=== Given passage ===

## anonymous 5 years ago Compute the integral of 1/(x*sqrt(x^3-25)) Hint: let u=x^(3/2)

1. anonymous

I don't know that your hint gets you there. Who gave the hint?

2. anonymous

it is on the review sheet

3. anonymous

i know the answer too if that helps. its 2/15 arcsec(x^(3/2)/5)+c

4. anonymous

In doing it, they manipulated in a way to use trig method.

5. anonymous

Yeah, you have to brush up on your trig method (some variation of tan^2=sec2-1). Using hint x under the square root turns to sq root of u^2-25 and you can do the trig method.

6. anonymous

put (x^(3/2)-25)=t^2

7. anonymous

use this substitution

8. anonymous

I think he wants us to use the trig method. I just keep getting stuck. I have u=x^(3/2) du=3/2sqrt(x)dx 2/3du=sqrt(x)dx I would be able to solve from there but i dont have a sqrt(x)

===

**Required actions**.
- a) Retype the portion of the integral thread between "put (x^(3/2)-25)=t^2" and "have a sqrt(x)", inclusive.
- b) Condense the post in the integral thread beginning "I think he wants us to use the trig method" into a short list that keeps its main facts.
- c) Write what follows in the integral thread, picking up after its final post.

=== Data records ===

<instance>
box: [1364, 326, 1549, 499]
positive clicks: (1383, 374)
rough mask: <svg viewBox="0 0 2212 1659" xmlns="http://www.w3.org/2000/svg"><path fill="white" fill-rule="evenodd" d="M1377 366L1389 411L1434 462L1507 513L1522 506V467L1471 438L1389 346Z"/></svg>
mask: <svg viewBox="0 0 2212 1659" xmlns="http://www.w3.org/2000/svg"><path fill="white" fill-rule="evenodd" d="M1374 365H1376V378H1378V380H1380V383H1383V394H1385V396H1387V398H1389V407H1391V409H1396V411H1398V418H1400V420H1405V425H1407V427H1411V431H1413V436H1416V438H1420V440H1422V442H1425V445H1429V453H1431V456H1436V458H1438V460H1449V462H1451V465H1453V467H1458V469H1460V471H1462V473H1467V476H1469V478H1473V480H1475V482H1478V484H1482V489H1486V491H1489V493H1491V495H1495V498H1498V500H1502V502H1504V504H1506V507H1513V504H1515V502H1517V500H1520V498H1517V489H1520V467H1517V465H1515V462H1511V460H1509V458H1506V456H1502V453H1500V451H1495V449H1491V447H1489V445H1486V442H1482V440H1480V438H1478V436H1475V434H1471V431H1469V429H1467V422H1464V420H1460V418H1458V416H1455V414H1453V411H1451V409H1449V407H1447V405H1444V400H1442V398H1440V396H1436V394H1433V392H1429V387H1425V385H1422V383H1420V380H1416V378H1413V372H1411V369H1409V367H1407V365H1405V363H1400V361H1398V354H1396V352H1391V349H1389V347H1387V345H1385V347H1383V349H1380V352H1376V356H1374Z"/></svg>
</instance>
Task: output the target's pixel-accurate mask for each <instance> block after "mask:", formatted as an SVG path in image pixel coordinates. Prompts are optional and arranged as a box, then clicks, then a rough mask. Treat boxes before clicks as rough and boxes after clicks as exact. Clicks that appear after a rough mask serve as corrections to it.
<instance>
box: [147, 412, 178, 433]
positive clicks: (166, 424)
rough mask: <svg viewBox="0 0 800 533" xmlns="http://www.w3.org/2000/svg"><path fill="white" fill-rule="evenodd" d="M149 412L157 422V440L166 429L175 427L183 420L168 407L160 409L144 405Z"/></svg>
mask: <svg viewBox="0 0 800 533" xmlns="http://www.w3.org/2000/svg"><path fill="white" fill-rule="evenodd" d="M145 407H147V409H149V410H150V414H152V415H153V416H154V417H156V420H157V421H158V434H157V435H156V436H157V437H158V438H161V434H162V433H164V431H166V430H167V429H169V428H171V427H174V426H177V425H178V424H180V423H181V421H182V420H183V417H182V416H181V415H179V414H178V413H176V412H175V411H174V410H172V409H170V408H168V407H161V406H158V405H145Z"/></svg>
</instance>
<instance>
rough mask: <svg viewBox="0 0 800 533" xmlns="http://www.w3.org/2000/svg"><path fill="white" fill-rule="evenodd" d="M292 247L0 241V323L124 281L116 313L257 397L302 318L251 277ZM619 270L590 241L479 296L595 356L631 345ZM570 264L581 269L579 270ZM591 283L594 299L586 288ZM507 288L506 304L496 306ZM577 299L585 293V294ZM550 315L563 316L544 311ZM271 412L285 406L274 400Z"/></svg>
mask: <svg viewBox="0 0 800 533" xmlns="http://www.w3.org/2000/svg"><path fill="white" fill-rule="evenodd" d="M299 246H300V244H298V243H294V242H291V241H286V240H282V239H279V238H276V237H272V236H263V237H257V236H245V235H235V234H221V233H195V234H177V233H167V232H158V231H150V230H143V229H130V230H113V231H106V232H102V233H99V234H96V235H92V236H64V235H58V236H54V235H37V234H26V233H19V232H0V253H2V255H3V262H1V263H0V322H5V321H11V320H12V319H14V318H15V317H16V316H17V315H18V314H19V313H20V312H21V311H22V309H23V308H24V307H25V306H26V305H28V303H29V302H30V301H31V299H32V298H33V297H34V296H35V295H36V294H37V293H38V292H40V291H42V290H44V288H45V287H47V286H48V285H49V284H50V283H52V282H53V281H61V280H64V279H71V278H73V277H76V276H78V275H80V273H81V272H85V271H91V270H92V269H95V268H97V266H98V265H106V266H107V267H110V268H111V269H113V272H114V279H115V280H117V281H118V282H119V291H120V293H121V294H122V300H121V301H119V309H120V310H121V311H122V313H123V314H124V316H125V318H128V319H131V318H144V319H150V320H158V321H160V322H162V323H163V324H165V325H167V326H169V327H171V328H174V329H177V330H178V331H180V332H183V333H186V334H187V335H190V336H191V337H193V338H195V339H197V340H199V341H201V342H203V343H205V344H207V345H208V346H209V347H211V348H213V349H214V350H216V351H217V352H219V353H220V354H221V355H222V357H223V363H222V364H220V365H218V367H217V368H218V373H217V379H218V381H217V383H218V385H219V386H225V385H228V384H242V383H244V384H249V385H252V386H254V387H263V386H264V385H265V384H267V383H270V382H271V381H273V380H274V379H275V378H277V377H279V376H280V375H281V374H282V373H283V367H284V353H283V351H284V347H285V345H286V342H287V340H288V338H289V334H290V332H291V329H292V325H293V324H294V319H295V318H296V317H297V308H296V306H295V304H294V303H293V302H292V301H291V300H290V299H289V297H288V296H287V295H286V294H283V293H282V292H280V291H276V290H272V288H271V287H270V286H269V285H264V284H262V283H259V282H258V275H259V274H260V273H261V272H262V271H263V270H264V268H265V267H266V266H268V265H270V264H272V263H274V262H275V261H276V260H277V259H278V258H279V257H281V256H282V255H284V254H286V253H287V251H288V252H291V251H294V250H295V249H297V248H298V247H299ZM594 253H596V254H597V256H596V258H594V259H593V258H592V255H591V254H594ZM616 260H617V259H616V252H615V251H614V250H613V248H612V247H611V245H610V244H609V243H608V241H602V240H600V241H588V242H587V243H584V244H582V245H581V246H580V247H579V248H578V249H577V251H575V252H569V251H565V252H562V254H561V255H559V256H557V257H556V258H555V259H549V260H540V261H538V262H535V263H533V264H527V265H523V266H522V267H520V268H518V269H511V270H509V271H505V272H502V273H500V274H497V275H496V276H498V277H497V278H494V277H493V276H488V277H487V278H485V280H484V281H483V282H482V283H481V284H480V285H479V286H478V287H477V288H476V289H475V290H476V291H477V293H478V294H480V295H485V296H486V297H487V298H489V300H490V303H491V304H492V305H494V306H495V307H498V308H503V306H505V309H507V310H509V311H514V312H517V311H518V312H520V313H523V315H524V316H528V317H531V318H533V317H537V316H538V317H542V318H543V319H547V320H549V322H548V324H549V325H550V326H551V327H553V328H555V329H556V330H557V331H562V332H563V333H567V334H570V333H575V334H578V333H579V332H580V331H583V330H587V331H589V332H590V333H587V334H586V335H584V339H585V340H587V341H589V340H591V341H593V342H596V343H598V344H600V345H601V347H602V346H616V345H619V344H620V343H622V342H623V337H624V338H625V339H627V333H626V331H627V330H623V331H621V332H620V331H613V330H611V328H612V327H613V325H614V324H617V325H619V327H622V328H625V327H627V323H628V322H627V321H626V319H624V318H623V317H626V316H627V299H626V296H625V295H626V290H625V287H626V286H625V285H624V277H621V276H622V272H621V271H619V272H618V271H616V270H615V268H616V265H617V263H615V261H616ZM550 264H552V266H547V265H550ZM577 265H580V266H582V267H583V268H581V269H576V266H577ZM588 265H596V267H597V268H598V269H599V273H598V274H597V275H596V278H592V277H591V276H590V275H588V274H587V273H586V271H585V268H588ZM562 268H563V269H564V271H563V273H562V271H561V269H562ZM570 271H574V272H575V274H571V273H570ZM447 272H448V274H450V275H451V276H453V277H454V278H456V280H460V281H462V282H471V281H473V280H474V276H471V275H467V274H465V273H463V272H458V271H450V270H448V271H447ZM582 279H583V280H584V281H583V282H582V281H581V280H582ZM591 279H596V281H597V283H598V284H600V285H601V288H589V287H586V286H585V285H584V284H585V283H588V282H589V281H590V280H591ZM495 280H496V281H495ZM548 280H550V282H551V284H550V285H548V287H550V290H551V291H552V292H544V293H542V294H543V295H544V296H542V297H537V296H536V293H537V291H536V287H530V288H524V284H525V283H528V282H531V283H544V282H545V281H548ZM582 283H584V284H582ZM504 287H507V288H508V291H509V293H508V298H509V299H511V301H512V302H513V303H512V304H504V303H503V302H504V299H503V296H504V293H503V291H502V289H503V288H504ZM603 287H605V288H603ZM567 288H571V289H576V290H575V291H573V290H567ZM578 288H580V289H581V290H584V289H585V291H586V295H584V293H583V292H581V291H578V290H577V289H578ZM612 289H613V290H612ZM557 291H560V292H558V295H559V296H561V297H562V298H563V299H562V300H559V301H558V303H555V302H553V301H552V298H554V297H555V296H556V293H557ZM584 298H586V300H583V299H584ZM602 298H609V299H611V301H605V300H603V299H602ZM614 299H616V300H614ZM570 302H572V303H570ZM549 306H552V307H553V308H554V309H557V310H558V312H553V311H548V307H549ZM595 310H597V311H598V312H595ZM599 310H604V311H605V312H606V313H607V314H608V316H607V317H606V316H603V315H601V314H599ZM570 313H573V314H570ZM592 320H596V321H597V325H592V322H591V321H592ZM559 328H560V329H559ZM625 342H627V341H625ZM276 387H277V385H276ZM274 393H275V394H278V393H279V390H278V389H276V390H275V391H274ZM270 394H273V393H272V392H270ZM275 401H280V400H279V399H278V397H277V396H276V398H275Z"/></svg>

===

**Exercise answers**.
- a)
put (x^(3/2)-25)=t^2

7. anonymous

use this substitution

8. anonymous

I think he wants us to use the trig method. I just keep getting stuck. I have u=x^(3/2) du=3/2sqrt(x)dx 2/3du=sqrt(x)dx I would be able to solve from there but i dont have a sqrt(x)

- b)
- The writer thinks the trig method is intended but keeps getting stuck.
- Work so far: u=x^(3/2), du=3/2sqrt(x)dx, so 2/3du=sqrt(x)dx.
- The writer could solve it from there but does not have a sqrt(x).

- c)
9. anonymous

use my method and multiply denominator and numerator by x^0.5 and put x^(3/2) as t^2+25

10. anonymous

He's going to test us on the trig method...

11. anonymous

who?

12. anonymous

the teacher

13. anonymous

oh...but even ur hint uses substitution

14. anonymous

right, but isnt there a difference between trig substitution and regular substitution?

15. anonymous

if u want to use trig then use sec^(2/3)t=x

16. anonymous

got it?

17. anonymous

not really. Can you go through the process step by step?

18. anonymous

use (25*sec (t))^(4/3)=x so x^(3/2)=25*sec^2(t) so dx=25^(4/3)*(4/3)*sec^(1/3)(t)*sec(t)*tan(t)

19. anonymous

dx=c*sec^(4/3)(t)*tan(t) dt c=constant

20. anonymous

now solve further i m very slow in typing

21. anonymous

Jas, give me a minute. I have the method his instructor is expecting.

22. anonymous

OK, using hint $u=x ^{3/2}$Convert this all the way through you get $u ^{2/3}=x$

23. anonymous

if u will solve my expression then it will become simplified

24. anonymous

Yes, but he is in school, he is learning a really helpful method, technique.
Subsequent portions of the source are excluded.